** Estratto della pagina **
Inoltre, riprendendo i risultati del gruppo de Larosière (2009), essi hanno realizzato un nuovo assetto europeo di vigilanza macro- e micro-prudenziale dei mercati finanziari che è diventato operativo a inizio 2011. Infine, nella riunione di fine marzo 2011, il Consiglio europeo ha portato a compimento vari processi di riforma fiscale e macroeconomica e ha gettato, così,  le basi per una nuova governance dell’EMU1.  Il risultato è che, se ancora nell’autunno del 2010 si avevano buone ragioni per stigmatizzare la fragilità dell’area dell’euro in quanto fondata sulle sole variabili monetarie, oggi - in questa stessa area - sono stati costruiti presidi di armonizzazione fiscale e di coordinamento macroeconomico.

Nonostante ciò, l’EMU sta attraversando la fase di più grave difficoltà della sua pur giovane storia. I più importanti Stati membri non sembrano rendersi conto che, anche se la nuova governance europea è compatibile con “equilibri multipli”2, la realizzazione di tale governance presuppone adeguati tassi di crescita. Sebbene denunci ancora molte fragilità, dal secondo semestre del 2010 la ripresa internazionale è diventata più rapida delle attese. Eppure, l’EMU ha realizzato una performance media modesta che è il risultato di una crescente divergenza fra il robusto tasso di crescita di quasi tutti i Paesi ‘forti’ (in primis, la Germania) e la recessione di quasi tutti i Paesi periferici3. L’accentuarsi di una simile frattura, che rischia di diventare irreversibile, è – almeno nel breve termine – soprattutto da imputarsi all’inefficiente gestione europea della crisi dei debiti sovrani di molti Stati membri periferici. 

Nonostante il varo delle sue recenti riforme, l’EMU rischia così di rimanere intrappolata in un circolo vizioso. Il maggiore ostacolo immediato alla crescita è rappresentato dalla crisi dei debiti sovrani di alcuni degli Stati membri periferici. D’altro canto il sostegno finanziario, offerto con ritardo e in modo discrezionale dagli altri Paesi dell’EU a quelli in difficoltà, si è accompagnato all’imposizione di processi di aggiustamento e di termini contrattuali così onerosi da risultare recessivi nel breve-medio termine ed economicamente e socialmente insostenibili nel lungo termine. Ne risulta che la recessione dei Paesi in difficoltà impedisce di superare la crisi del debito sovrano e la crisi del debito sovrano impedisce a questi Paesi di ricollocarsi su un sentiero di crescita.

 

2. I limiti di quel che è stato fatto 

Sarebbe ingeneroso sostenere che, nell’ultimo anno, non si siano compiuti passi avanti anche nella gestione del debito sovrano europeo.

** Dati forniti **
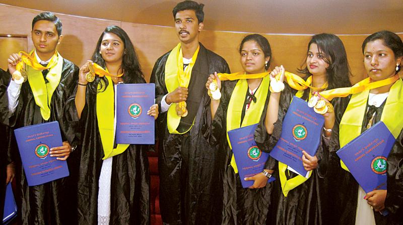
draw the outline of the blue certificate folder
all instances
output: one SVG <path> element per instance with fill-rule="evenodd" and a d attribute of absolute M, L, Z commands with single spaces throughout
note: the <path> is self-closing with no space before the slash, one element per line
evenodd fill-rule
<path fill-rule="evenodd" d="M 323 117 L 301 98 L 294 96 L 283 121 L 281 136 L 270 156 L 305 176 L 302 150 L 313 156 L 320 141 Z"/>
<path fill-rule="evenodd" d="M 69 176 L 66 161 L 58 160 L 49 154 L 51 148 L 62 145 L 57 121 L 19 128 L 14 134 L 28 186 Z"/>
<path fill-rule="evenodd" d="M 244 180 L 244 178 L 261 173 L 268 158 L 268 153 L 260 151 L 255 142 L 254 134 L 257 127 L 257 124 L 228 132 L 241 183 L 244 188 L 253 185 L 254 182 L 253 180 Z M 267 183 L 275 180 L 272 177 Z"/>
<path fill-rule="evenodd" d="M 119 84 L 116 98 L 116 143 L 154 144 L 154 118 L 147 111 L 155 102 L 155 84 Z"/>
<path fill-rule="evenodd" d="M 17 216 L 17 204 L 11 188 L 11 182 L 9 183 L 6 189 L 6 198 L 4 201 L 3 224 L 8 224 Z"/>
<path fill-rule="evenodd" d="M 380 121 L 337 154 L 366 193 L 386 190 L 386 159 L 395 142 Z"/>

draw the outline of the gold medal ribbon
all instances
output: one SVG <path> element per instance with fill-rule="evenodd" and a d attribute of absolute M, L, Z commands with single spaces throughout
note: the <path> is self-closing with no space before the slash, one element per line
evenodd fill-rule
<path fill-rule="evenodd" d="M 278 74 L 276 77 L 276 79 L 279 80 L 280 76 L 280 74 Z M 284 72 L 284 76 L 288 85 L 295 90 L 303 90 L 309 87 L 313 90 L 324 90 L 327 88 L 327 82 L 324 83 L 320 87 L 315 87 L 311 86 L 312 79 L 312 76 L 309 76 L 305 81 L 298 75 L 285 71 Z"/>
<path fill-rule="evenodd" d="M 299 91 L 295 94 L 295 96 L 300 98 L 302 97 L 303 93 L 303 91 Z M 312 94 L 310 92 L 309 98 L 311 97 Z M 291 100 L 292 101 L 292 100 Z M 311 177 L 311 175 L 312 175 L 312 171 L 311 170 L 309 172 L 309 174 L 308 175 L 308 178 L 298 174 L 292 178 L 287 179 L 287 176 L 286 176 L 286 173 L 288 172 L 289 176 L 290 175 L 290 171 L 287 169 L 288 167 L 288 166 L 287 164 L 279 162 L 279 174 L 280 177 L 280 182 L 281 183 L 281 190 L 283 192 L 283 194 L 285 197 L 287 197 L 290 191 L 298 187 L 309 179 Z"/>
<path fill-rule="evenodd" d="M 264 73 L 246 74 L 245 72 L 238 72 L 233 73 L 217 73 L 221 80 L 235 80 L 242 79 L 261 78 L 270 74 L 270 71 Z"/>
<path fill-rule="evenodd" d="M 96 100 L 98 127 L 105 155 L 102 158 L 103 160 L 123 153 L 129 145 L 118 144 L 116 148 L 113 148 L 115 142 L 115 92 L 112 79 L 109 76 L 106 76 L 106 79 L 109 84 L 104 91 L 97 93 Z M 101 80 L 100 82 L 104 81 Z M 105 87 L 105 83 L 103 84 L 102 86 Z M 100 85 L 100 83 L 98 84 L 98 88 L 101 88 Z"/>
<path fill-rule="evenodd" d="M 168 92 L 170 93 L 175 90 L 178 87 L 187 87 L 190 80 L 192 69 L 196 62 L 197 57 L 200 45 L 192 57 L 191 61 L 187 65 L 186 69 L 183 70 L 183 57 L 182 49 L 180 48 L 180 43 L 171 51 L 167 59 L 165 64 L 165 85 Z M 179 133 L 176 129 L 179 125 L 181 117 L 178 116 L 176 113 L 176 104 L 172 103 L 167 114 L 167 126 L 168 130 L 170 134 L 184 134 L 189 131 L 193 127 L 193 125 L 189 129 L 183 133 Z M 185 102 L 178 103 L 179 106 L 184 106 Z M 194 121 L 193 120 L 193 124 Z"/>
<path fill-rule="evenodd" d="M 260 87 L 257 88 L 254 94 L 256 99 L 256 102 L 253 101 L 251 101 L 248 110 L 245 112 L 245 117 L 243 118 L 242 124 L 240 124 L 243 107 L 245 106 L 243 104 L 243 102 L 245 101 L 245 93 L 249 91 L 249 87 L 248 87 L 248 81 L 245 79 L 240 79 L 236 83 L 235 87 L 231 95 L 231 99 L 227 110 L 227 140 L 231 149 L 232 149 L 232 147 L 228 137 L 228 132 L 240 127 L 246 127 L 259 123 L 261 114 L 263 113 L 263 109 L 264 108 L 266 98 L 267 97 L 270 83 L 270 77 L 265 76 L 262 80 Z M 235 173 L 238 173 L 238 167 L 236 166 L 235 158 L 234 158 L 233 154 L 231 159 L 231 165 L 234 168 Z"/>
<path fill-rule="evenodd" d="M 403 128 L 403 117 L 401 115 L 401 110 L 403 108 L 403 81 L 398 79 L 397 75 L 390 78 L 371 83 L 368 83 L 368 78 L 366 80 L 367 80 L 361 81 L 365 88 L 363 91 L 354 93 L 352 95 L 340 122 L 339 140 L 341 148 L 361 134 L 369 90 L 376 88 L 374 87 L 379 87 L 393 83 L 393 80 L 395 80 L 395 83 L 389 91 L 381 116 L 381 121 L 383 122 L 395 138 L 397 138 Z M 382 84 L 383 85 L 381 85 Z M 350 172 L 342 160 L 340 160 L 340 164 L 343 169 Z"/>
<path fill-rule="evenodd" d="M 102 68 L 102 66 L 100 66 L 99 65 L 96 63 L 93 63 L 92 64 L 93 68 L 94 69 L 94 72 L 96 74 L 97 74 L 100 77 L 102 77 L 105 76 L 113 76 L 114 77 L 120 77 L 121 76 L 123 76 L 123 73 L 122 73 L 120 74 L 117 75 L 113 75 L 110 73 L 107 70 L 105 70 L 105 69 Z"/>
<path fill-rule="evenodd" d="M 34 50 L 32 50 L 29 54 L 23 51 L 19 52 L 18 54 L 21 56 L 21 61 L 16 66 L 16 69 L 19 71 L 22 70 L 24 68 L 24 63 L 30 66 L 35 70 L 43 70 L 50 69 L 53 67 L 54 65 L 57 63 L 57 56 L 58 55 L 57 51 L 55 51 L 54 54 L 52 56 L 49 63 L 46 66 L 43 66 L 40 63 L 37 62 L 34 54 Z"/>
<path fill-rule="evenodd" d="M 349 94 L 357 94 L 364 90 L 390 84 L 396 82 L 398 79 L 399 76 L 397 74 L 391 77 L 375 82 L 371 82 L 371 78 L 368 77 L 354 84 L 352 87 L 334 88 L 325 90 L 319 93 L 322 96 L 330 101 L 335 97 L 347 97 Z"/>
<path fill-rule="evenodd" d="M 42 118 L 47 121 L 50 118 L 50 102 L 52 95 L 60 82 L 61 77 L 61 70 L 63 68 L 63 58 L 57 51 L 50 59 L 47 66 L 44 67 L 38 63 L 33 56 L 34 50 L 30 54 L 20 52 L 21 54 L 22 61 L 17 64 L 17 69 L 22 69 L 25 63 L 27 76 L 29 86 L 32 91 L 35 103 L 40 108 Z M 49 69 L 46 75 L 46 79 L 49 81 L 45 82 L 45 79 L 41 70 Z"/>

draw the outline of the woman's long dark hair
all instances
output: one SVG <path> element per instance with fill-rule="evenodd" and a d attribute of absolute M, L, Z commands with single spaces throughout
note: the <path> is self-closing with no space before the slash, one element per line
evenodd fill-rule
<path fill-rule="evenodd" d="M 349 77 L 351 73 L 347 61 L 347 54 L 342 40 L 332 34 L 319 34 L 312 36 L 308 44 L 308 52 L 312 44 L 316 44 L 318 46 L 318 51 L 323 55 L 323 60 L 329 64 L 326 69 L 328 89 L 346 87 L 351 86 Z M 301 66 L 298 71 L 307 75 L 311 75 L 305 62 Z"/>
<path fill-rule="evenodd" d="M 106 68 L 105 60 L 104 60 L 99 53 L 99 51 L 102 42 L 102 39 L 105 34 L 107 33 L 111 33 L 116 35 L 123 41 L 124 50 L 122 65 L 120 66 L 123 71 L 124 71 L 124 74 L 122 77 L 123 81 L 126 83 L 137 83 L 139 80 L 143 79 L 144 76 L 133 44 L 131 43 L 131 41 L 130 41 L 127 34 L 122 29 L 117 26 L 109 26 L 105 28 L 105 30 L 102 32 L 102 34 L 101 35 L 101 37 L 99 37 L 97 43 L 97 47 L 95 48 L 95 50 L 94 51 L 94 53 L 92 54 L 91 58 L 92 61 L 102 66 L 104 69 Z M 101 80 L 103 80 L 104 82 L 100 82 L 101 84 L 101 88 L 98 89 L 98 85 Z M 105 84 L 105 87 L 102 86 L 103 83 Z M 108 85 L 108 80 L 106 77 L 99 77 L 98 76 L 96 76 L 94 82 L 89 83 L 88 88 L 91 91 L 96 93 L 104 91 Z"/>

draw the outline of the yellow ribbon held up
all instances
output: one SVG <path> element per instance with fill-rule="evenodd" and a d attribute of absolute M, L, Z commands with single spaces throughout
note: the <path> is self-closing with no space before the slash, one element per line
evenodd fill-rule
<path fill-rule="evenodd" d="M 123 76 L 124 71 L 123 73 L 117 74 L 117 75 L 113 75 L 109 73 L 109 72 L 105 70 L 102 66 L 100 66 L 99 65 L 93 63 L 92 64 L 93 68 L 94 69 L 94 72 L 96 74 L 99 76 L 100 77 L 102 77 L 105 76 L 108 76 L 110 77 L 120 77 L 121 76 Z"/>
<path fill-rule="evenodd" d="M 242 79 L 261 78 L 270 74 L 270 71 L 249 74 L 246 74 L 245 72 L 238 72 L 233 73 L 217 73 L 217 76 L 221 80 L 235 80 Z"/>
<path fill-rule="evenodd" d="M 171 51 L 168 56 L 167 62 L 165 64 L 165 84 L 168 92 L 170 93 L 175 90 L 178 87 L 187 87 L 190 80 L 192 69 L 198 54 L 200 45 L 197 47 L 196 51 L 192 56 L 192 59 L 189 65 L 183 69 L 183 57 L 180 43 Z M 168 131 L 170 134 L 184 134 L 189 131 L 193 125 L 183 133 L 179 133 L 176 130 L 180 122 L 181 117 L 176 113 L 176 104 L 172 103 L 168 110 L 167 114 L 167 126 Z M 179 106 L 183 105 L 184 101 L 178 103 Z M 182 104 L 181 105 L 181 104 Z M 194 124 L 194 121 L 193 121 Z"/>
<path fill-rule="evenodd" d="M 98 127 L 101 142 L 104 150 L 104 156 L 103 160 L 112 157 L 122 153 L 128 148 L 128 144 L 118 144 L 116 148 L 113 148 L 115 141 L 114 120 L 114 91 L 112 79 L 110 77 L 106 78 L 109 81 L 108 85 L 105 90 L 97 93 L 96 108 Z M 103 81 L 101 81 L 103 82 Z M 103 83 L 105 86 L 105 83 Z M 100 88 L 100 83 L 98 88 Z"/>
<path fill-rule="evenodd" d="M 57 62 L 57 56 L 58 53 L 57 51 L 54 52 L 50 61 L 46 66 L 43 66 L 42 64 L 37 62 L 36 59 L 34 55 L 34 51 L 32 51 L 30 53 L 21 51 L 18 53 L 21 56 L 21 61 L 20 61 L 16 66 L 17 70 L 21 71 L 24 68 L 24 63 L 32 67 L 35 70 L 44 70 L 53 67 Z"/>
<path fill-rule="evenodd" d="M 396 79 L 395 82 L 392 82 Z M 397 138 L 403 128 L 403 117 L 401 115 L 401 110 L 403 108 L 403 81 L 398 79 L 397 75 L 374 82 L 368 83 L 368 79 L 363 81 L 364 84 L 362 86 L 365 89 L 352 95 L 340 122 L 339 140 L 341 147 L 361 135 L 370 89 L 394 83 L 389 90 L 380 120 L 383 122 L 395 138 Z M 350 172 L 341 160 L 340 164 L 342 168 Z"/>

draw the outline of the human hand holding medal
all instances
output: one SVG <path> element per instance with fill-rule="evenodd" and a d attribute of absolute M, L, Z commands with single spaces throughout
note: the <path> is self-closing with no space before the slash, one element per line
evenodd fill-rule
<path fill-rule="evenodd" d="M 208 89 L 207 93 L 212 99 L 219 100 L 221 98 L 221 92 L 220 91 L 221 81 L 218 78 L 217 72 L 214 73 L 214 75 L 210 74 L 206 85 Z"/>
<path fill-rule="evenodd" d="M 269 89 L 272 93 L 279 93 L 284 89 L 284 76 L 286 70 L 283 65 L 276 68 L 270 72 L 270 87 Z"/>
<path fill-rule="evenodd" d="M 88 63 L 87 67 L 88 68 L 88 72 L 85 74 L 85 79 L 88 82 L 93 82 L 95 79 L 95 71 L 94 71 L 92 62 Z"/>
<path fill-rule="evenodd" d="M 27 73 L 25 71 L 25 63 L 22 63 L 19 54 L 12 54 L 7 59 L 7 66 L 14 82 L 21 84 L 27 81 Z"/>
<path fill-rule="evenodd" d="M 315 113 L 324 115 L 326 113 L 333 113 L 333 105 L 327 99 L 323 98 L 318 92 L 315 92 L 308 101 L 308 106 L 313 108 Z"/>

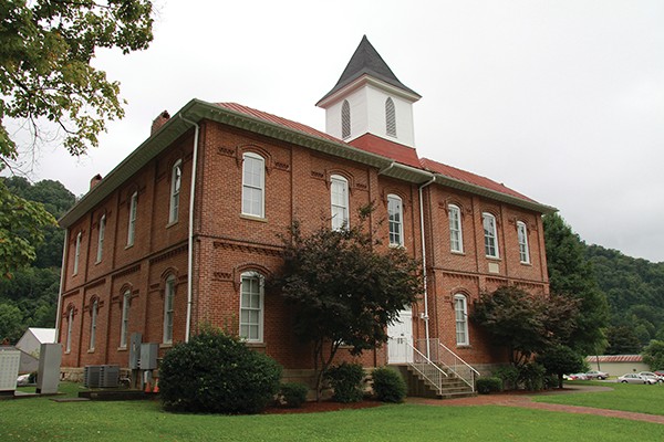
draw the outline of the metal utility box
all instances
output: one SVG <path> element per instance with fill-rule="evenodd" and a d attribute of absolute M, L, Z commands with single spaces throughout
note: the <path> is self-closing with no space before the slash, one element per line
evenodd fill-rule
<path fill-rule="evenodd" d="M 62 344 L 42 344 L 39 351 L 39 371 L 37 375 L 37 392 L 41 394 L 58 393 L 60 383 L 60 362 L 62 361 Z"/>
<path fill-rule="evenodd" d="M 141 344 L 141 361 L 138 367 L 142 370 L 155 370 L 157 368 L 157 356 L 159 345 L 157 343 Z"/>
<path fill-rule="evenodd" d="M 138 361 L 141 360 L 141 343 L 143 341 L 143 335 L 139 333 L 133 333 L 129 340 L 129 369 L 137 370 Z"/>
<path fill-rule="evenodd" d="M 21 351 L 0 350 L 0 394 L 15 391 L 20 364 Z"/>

** Elenco dei compiti **
• 1. Stampa dal testo sull'EMU il passo compreso tra "Nonostante il varo" e "sentiero di crescita.", estremi inclusi.
• 2. In base al testo sull'EMU, spiega in una-tre frasi perché l'EMU rischia di rimanere intrappolata in un circolo vizioso.
• 3. Per favore, prosegui il testo sull'EMU a partire dall'ultima frase riportata.

** Risposte ai compiti **
• 1.
Nonostante il varo delle sue recenti riforme, l’EMU rischia così di rimanere intrappolata in un circolo vizioso. Il maggiore ostacolo immediato alla crescita è rappresentato dalla crisi dei debiti sovrani di alcuni degli Stati membri periferici. D’altro canto il sostegno finanziario, offerto con ritardo e in modo discrezionale dagli altri Paesi dell’EU a quelli in difficoltà, si è accompagnato all’imposizione di processi di aggiustamento e di termini contrattuali così onerosi da risultare recessivi nel breve-medio termine ed economicamente e socialmente insostenibili nel lungo termine. Ne risulta che la recessione dei Paesi in difficoltà impedisce di superare la crisi del debito sovrano e la crisi del debito sovrano impedisce a questi Paesi di ricollocarsi su un sentiero di crescita.

• 2. Il sostegno finanziario ai Paesi periferici in difficoltà è arrivato in ritardo e in modo discrezionale. È stato inoltre accompagnato da aggiustamenti e condizioni così onerosi da risultare recessivi. Così la recessione di questi Paesi impedisce di superare la crisi del debito sovrano, e la crisi del debito impedisce loro di tornare su un sentiero di crescita.

• 3.
Ancora a marzo del 2010, i Paesi aderenti all’euro pensavano che qualsiasi intervento, concordato all’interno dell’area per fronteggiare la crisi del debito pubblico greco, avrebbe compromesso il Trattato europeo. A metà 2010, l’Ecofin e l’Eurogruppo hanno invece varato due meccanismi temporanei di sostegno per gli Stati membri dell’EMU, che si trovano in difficoltà per ragioni eccezionali e al di fuori del loro controllo; e a dicembre del 2010, previa una piccola modifica del Trattato europeo, il Consiglio europeo ha varato un meccanismo permanente di stabilizzazione dei debiti sovrani degli Stati membri in difficoltà, denominato ESM, che diventerà operativo dal giugno 2013 sostituendo l’attività dei due attuali meccanismi temporanei. Il Consiglio europeo di fine marzo 2011 ha consentito all’ESM di acquistare direttamente titoli pubblici di nuova emissione da parte dei Paesi in difficoltà appartenenti all’EMU (ossia, di operare sul mercato primario anche se non su quello secondario).

L’aggravarsi delle tensioni di mercato sui titoli sovrani di alcuni degli Stati membri periferici e le voci ricorrenti di una radicale ristrutturazione del debito pubblico greco mostrano che l’istituzione di tali meccanismi non è stata sufficiente a risolvere il problema. La cosa non è sorprendente. Gli interventi a favore della Grecia, dell’Irlanda e del Portogallo sono stati erogati in ritardo, con modalità discrezionali e a condizioni eccessivamente gravose sotto il profilo sia degli aggiustamenti macroeconomici che degli oneri finanziari imposti. Questi problemi si accentueranno quando l’ESM diventerà operativo. A differenza dei prestiti oggi erogati dai due meccanismi temporanei, i crediti dell’ESM godranno infatti di una posizione di seniority rispetto agli altri titoli del relativo debito pubblico e la loro concessione potrà essere subordinata a una ristrutturazione del debito detenuto dai privati4; il che non incentiva certo gli investitori di mercato ad acquistare o a continuare a detenere titoli pubblici di Stati membri in difficoltà. Inoltre, la scelta di posporre l’inizio dell’attività dell’ESM alla seconda metà del 2013 ha rafforzato le scommesse speculative contro la tenuta dei bilanci pubblici dei Paesi periferici. Infine, la decisione di permettere all’ESM acquisti sul mercato primario ma non su quello secondario ha aggravato i rischi sopportati dall’ECB che, dallo scoppio della crisi greca, ha acquistato titoli del debito sovrano dei Paesi periferici sul mercato secondario e ha accettato tali titoli (al valore nominale) come garanzia per le operazioni di mercato aperto a favore del settore bancario europeo.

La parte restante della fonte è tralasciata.